What to work on: Make an exact copy of the listing below.

Location labeling records:
** Start **

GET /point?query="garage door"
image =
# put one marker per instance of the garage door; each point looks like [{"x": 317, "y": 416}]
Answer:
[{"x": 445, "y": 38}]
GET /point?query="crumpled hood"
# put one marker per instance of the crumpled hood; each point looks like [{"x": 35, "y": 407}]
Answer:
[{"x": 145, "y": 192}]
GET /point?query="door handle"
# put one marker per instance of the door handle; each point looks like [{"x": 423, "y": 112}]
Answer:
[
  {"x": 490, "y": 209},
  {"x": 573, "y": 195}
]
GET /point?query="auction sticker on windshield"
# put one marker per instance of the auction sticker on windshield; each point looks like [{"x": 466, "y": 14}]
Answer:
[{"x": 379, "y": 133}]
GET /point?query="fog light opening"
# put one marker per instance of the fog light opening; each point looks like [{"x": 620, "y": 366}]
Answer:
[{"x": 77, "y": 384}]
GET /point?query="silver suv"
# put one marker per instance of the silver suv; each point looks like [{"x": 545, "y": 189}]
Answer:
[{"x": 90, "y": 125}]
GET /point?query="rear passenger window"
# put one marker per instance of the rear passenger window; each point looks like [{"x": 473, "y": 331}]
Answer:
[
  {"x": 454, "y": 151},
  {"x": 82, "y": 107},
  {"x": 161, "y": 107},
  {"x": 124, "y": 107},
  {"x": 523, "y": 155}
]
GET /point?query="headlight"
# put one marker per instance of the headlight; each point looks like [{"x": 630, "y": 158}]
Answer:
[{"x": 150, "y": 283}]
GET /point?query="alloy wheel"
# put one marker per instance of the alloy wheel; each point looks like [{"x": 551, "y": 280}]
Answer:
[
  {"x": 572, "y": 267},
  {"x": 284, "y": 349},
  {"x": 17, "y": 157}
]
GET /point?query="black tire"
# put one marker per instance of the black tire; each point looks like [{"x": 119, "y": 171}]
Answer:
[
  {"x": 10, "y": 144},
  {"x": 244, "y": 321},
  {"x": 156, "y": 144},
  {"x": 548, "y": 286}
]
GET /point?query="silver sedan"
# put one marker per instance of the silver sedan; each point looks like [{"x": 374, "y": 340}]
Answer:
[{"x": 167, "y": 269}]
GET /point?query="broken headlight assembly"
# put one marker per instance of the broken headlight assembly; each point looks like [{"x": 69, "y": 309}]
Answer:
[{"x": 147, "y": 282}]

** End **

Output of the task:
GET /point?query="garage door"
image =
# put one marker per instance of the garage door; each point looks like [{"x": 317, "y": 416}]
Answer:
[{"x": 445, "y": 38}]
GET /point?query="crumpled hood"
# put one marker per instance of the crumpled hood; each point looks like [{"x": 35, "y": 407}]
Answer:
[{"x": 145, "y": 192}]
GET /point?query="door handle"
# put one marker per instance of the door handle; each point looks like [{"x": 423, "y": 112}]
Answer:
[
  {"x": 490, "y": 209},
  {"x": 573, "y": 195}
]
GET /point?query="auction sticker on windshield"
# put one marker per instance of the auction sticker on windshield; each point looks like [{"x": 466, "y": 14}]
Answer:
[{"x": 379, "y": 133}]
GET /point?query="fog light opening"
# put one marker per instance of the fog light opening; each point looks like [{"x": 620, "y": 366}]
Answer:
[{"x": 77, "y": 384}]
GET /point?query="silver suv"
# put one marker per instance of the silver suv; each point looks like [{"x": 545, "y": 189}]
Answer:
[{"x": 90, "y": 125}]
GET /point?query="rear passenger window"
# put one marker per instance of the rear passenger window; each point looks like [{"x": 473, "y": 331}]
Answer:
[
  {"x": 454, "y": 151},
  {"x": 82, "y": 107},
  {"x": 161, "y": 107},
  {"x": 124, "y": 107},
  {"x": 523, "y": 155}
]
GET /point?query="headlight"
# put one marker per instance of the headlight; each point looks like [{"x": 630, "y": 158}]
Answer:
[{"x": 150, "y": 283}]
GET /point?query="alloy wheel"
# put one marker per instance of the alloy wheel; each point looks like [{"x": 551, "y": 280}]
Answer:
[
  {"x": 572, "y": 267},
  {"x": 284, "y": 349},
  {"x": 17, "y": 157}
]
GET /point?query="black tire"
# put one marker per instance of the black tire; each point looks like [{"x": 119, "y": 171}]
Answer:
[
  {"x": 10, "y": 144},
  {"x": 244, "y": 321},
  {"x": 156, "y": 144},
  {"x": 548, "y": 286}
]
GET /point?query="silver sedan"
# put one marker per instance of the silver sedan; each point looks like [{"x": 374, "y": 340}]
Answer:
[{"x": 167, "y": 269}]
GET /point?query="broken headlight assembly"
# put one marker per instance of the broken headlight assembly; each point looks like [{"x": 69, "y": 309}]
Answer:
[{"x": 147, "y": 282}]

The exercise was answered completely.